=== DATA SECTION ===

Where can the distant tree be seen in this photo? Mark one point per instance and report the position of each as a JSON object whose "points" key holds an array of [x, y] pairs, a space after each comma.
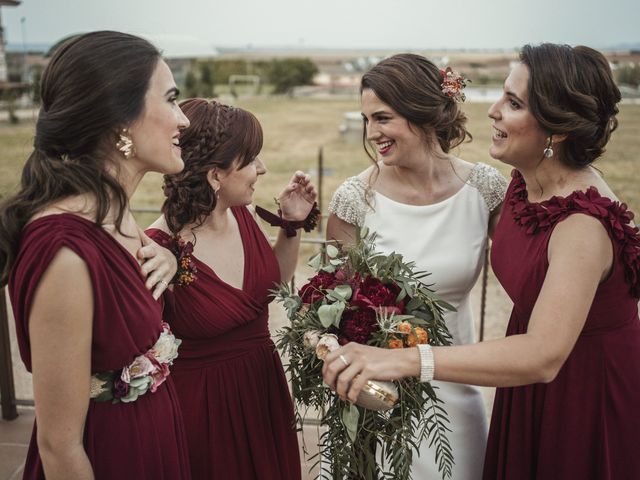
{"points": [[206, 79], [35, 84], [190, 85], [290, 72]]}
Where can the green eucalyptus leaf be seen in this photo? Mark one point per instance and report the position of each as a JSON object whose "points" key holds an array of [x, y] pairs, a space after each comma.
{"points": [[330, 314], [332, 252], [350, 417]]}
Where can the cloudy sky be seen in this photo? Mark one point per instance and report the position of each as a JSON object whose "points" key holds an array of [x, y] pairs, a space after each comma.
{"points": [[389, 24]]}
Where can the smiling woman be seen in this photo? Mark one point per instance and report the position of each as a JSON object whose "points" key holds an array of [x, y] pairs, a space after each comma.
{"points": [[88, 328], [234, 396], [568, 254], [433, 208]]}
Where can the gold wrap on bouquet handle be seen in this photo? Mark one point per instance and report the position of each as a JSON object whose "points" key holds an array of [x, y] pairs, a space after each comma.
{"points": [[375, 395]]}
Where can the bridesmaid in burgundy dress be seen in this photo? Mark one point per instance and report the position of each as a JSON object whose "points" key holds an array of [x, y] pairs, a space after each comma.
{"points": [[232, 388], [88, 328], [568, 254]]}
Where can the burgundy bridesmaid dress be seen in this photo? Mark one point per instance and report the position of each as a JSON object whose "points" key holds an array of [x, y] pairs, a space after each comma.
{"points": [[585, 424], [233, 392], [143, 439]]}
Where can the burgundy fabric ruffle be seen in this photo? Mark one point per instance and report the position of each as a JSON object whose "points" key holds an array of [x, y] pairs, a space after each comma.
{"points": [[617, 218]]}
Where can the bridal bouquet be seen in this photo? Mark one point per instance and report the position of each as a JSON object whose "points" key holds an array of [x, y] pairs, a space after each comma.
{"points": [[360, 295]]}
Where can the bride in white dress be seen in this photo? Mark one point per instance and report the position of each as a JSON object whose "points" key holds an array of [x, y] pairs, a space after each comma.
{"points": [[433, 208]]}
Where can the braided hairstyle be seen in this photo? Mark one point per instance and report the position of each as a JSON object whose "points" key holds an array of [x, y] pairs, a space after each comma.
{"points": [[572, 92], [412, 86], [219, 136]]}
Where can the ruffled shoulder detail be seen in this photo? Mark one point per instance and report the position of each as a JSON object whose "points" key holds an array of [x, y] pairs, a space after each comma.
{"points": [[490, 183], [617, 218], [351, 201]]}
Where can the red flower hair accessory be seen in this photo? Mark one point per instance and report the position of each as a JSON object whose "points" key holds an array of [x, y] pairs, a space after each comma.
{"points": [[453, 83]]}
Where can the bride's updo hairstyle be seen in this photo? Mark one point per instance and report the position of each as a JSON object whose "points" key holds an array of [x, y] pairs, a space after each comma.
{"points": [[93, 86], [572, 92], [219, 136], [412, 86]]}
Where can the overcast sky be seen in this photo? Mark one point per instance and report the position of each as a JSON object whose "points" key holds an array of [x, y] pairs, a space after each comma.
{"points": [[389, 24]]}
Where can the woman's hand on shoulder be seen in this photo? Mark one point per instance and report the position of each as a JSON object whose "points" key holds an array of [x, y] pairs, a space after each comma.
{"points": [[159, 265], [297, 198]]}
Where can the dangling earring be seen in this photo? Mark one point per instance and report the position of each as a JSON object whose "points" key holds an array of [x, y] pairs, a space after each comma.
{"points": [[548, 152], [125, 144]]}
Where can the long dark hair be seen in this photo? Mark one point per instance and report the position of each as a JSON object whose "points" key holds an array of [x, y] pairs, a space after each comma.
{"points": [[219, 136], [572, 92], [412, 86], [94, 84]]}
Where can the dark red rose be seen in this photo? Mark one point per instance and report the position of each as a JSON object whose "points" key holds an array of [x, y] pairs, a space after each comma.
{"points": [[120, 388], [311, 292], [373, 293], [357, 325]]}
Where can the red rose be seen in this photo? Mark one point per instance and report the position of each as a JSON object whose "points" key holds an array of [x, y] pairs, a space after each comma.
{"points": [[357, 325], [373, 293], [312, 291]]}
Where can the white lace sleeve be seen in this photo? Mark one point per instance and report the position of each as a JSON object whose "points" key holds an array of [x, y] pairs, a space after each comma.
{"points": [[349, 203], [490, 183]]}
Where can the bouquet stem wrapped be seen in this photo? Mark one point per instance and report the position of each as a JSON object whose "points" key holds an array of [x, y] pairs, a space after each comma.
{"points": [[360, 295]]}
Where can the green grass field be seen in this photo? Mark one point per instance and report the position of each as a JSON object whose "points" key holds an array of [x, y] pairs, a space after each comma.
{"points": [[296, 128]]}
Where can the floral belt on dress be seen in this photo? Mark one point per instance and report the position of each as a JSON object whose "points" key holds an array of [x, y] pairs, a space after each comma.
{"points": [[146, 372]]}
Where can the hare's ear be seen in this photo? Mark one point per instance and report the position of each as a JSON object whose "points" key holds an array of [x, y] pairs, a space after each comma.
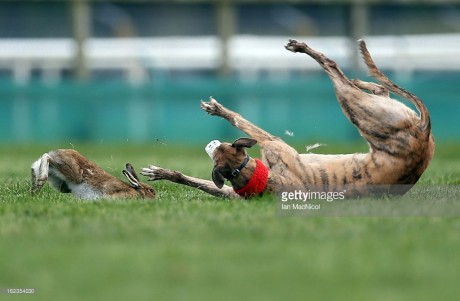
{"points": [[131, 175]]}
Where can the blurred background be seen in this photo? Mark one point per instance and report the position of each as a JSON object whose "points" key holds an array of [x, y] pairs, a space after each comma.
{"points": [[120, 71]]}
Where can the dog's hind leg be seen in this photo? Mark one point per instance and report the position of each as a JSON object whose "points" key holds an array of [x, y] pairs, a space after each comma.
{"points": [[212, 107], [39, 173], [372, 87]]}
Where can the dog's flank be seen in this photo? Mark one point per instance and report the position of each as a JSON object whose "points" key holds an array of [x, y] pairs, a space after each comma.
{"points": [[401, 144], [69, 172]]}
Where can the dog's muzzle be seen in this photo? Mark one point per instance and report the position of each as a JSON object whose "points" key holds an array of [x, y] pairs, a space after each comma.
{"points": [[211, 147]]}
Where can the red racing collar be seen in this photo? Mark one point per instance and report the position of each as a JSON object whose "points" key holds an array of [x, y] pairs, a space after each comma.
{"points": [[257, 182]]}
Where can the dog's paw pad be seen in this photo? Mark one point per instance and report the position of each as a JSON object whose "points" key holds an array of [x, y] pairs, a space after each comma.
{"points": [[294, 46]]}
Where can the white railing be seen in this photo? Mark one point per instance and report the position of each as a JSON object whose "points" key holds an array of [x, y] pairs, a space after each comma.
{"points": [[246, 54]]}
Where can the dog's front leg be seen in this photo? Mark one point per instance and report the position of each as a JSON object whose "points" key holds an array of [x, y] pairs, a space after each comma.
{"points": [[157, 173], [212, 107]]}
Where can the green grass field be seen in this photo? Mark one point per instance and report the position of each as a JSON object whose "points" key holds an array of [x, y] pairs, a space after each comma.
{"points": [[187, 245]]}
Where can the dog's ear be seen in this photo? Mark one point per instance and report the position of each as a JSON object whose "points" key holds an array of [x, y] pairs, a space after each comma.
{"points": [[244, 142], [217, 178]]}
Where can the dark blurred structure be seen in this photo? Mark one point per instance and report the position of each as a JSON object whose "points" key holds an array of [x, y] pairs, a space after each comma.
{"points": [[141, 64]]}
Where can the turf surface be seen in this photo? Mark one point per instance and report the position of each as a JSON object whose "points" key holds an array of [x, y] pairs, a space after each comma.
{"points": [[190, 246]]}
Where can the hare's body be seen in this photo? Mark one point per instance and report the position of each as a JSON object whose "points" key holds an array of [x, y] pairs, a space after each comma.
{"points": [[70, 172]]}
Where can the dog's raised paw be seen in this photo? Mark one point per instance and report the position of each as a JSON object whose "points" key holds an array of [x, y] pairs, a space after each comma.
{"points": [[153, 172], [294, 46], [212, 107]]}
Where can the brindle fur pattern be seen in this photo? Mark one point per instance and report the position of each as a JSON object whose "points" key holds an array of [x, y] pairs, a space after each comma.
{"points": [[400, 142], [70, 172]]}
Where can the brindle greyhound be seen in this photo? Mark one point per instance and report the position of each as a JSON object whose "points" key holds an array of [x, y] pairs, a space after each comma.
{"points": [[401, 144]]}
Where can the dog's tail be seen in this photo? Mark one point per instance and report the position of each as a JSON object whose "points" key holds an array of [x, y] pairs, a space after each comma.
{"points": [[425, 122]]}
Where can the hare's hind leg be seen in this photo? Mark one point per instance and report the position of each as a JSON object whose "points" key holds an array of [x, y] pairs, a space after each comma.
{"points": [[39, 173]]}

===

▸ **WHAT YOU ARE ASKED TO DO**:
Reproduce, with both ends included, the lines from the one holding "Where can the brindle greyhound" to the end of the records above.

▸ **OUTPUT OF THE TASK**:
Where can the brindle greyhound be seen in this photo? Mark one point per instance and report the position of each as a JSON object whose "points" key holds an array of [x, y] pairs, a space after each comma.
{"points": [[401, 144]]}
Where can the dog's tail be seen in this photo? Mark one point per instance and report the position of each as a JSON object whose "points" key holds an array of [x, y] pairs, a space after each comma.
{"points": [[425, 122]]}
Where can the hare's hind leg be seen in this photo? Mark one point per instance and report the position of each as a JSON object whose "points" key holds an array of [x, y] pairs, a space after each comma.
{"points": [[39, 173]]}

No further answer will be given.